INFORMATION PROVIDED
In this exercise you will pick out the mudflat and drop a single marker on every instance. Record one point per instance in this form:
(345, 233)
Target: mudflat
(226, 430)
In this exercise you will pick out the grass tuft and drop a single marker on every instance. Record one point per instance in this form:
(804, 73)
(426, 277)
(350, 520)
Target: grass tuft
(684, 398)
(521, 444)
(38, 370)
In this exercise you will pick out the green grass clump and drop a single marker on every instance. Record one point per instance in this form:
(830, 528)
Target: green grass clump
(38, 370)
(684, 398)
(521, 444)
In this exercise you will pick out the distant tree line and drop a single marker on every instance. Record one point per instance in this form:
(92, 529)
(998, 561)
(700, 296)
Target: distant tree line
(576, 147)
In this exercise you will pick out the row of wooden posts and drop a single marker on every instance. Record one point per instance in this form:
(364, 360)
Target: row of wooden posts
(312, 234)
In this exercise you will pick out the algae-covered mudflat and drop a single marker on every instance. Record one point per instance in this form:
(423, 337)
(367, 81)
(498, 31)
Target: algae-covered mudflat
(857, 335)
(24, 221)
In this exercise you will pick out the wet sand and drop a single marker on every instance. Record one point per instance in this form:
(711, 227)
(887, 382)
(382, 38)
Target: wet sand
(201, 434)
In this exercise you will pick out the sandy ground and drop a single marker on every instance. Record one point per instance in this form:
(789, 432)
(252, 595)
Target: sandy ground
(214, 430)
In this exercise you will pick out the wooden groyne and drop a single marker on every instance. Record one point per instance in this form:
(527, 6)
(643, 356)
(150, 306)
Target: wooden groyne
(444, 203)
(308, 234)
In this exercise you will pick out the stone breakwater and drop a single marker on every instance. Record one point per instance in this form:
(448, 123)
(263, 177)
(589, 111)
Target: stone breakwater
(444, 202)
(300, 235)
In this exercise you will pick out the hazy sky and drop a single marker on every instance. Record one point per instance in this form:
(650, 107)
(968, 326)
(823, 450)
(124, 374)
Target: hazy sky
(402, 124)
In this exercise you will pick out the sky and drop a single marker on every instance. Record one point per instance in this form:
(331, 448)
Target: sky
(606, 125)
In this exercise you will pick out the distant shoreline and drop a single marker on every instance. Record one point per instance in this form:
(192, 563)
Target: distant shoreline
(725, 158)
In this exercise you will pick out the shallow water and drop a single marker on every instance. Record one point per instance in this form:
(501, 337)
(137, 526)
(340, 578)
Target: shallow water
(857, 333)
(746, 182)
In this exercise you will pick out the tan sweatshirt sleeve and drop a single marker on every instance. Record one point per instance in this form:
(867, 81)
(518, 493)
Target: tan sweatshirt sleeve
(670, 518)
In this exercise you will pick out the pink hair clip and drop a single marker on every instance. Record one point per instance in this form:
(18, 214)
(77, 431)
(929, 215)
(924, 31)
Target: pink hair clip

EXERCISE
Express every line of the records above as a JSON list of strings, with one string per line and no blank lines.

FINAL RESULT
[
  "In this exercise you will pick out the mudflat and drop a single marker on every instance. Record one point per instance in this form:",
  "(345, 233)",
  "Target: mudflat",
  "(226, 430)",
  "In this exercise you will pick out the grass tuft and drop a single marker on every instance. Record one point per instance in this form:",
  "(804, 73)",
  "(426, 277)",
  "(350, 520)",
  "Target: grass tuft",
  "(684, 398)",
  "(521, 444)",
  "(38, 370)",
  "In this exercise you will pick out the green grass clump and drop a single marker on every instance. Record one point per instance in this form:",
  "(830, 528)",
  "Target: green grass clump",
  "(38, 370)",
  "(684, 398)",
  "(521, 444)",
  "In this exercise you will pick out the distant tree line and drop a single marker on every instance. Record one point per instance in this form:",
  "(92, 529)",
  "(998, 561)",
  "(700, 296)",
  "Target: distant tree line",
  "(576, 147)",
  "In this exercise you will pick out the row of wooden posts and drop a single marker on every instance. Record one point per instance in this form:",
  "(364, 360)",
  "Target: row of wooden posts",
  "(312, 234)",
  "In this exercise you will pick out the algae-covered mudflat and drop a single marker on every instance. Record one point per instance in this form:",
  "(423, 337)",
  "(367, 81)",
  "(498, 31)",
  "Target: algae-covered mudflat",
  "(857, 335)",
  "(24, 221)",
  "In this exercise you will pick out the wet sand and drop a single marker on every instance. Record one point per instance in this form:",
  "(711, 227)",
  "(887, 382)",
  "(382, 38)",
  "Target: wet sand",
  "(201, 434)",
  "In this exercise you will pick out the sandy ground and drop a single marker on every instance. Record one point per instance in this form:",
  "(789, 432)",
  "(252, 595)",
  "Target: sandy ground",
  "(214, 430)",
  "In this exercise you will pick out the wooden groyne and drop a single marker on every instance. Record one point per instance in this form:",
  "(527, 6)",
  "(643, 356)",
  "(150, 306)",
  "Target: wooden groyne",
  "(444, 203)",
  "(308, 234)",
  "In this exercise you will pick out the stone breakwater and drop a single marker on every instance. Record one point per instance in this form:",
  "(448, 123)",
  "(263, 177)",
  "(589, 111)",
  "Target: stone breakwater",
  "(444, 202)",
  "(300, 235)",
  "In this exercise you will pick out the hazy sky and drop a single marker on every instance. Record one point per instance in this form:",
  "(650, 107)",
  "(968, 326)",
  "(823, 450)",
  "(124, 374)",
  "Target: hazy sky",
  "(402, 124)",
  "In this exercise you will pick out the sky and drop a single marker on every instance. Record one point per instance in this form:",
  "(331, 448)",
  "Target: sky",
  "(606, 125)",
  "In this exercise you will pick out the distant shoreline and drop a single marker on every instance. Record one point per instance in this form:",
  "(192, 563)",
  "Target: distant shoreline",
  "(725, 158)",
  "In this exercise you will pick out the shallow water and drop a single marker on every instance. Record one point per instance in this form:",
  "(501, 337)",
  "(137, 526)",
  "(340, 578)",
  "Target: shallow water",
  "(857, 333)",
  "(746, 182)",
  "In this exercise you will pick out the tan sweatshirt sleeve and drop a single marker on every instance. Record one point per instance in this form:",
  "(867, 81)",
  "(518, 493)",
  "Target: tan sweatshirt sleeve",
  "(670, 518)",
  "In this exercise you will pick out the pink hair clip and drop a single marker on every instance. Record one point per instance in this form:",
  "(18, 214)",
  "(77, 431)",
  "(929, 215)",
  "(924, 31)",
  "Target: pink hair clip"
]